*Exercise requirements*: Extract every line of the data below that contains the string "glass". Treat uppercase and lowercase letters as different.

- - - - - - -

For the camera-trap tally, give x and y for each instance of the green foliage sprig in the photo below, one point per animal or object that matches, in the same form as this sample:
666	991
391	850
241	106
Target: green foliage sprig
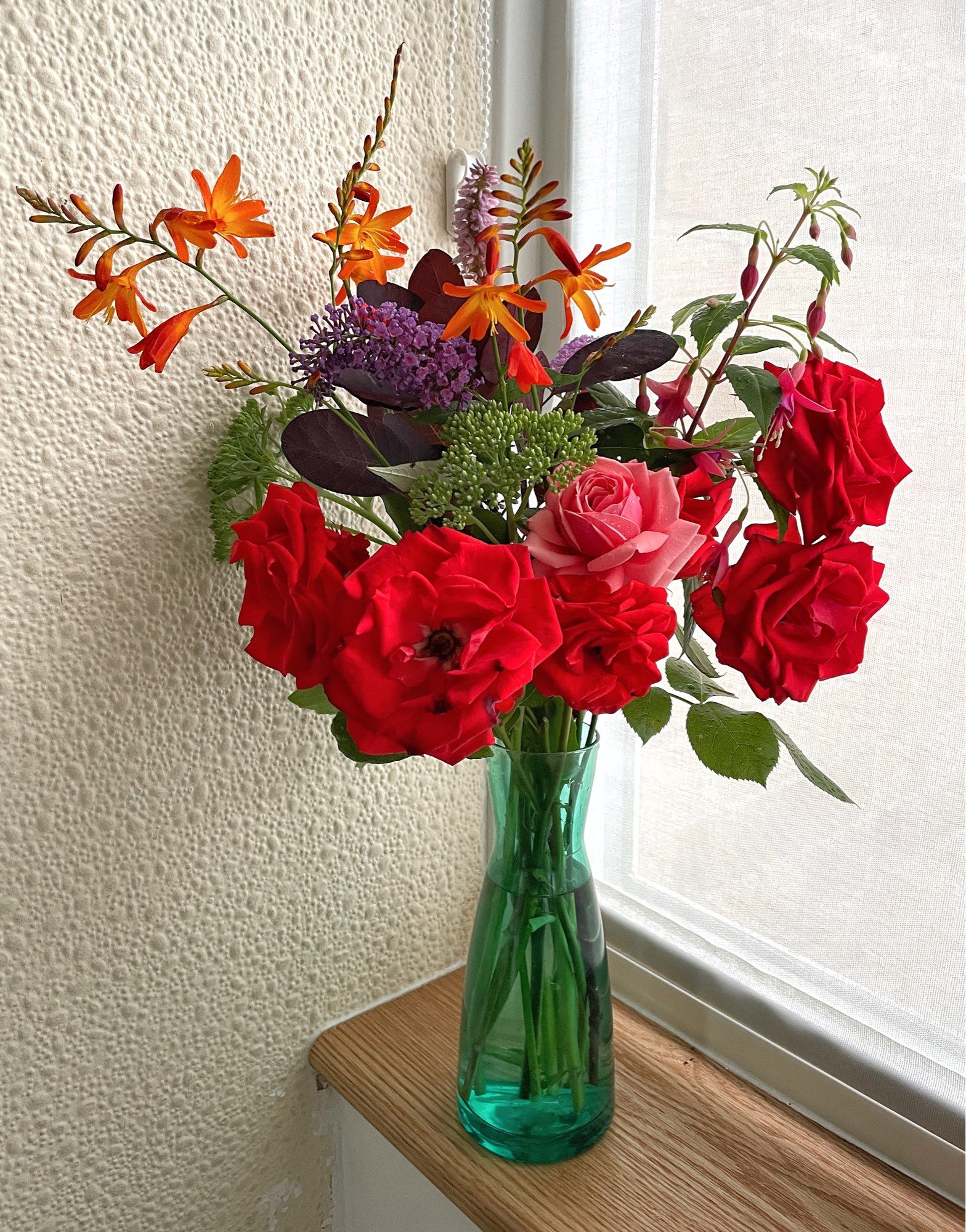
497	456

- - - - - - -

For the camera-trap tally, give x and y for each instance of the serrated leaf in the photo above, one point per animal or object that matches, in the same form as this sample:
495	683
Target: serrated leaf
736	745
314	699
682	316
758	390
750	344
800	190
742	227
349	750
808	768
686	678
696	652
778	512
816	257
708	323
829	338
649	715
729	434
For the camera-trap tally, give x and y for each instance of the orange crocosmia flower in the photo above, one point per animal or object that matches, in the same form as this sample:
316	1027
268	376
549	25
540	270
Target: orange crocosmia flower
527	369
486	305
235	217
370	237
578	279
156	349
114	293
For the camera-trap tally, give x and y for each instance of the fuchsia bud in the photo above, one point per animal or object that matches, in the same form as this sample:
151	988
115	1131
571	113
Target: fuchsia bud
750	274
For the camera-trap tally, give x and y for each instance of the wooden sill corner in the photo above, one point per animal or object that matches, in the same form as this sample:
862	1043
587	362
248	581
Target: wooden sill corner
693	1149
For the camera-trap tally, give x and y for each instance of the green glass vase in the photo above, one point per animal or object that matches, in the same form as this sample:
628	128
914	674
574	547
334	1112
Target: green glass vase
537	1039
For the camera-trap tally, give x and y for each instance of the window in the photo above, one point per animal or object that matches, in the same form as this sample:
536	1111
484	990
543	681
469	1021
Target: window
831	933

- - - - - - -

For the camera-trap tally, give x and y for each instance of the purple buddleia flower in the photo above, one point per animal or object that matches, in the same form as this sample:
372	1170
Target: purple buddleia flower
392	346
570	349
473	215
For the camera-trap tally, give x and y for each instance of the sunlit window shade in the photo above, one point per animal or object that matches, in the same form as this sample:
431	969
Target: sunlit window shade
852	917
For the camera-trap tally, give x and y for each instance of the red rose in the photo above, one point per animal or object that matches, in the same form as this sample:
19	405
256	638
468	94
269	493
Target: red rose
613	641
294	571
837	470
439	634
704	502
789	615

- - - - - - -

*Response*:
For the camera-trap tally, give x and y for each instance of the green glass vase in the photo above, one point per animal or object that matches, in the same form as this sample:
Target: green glass vase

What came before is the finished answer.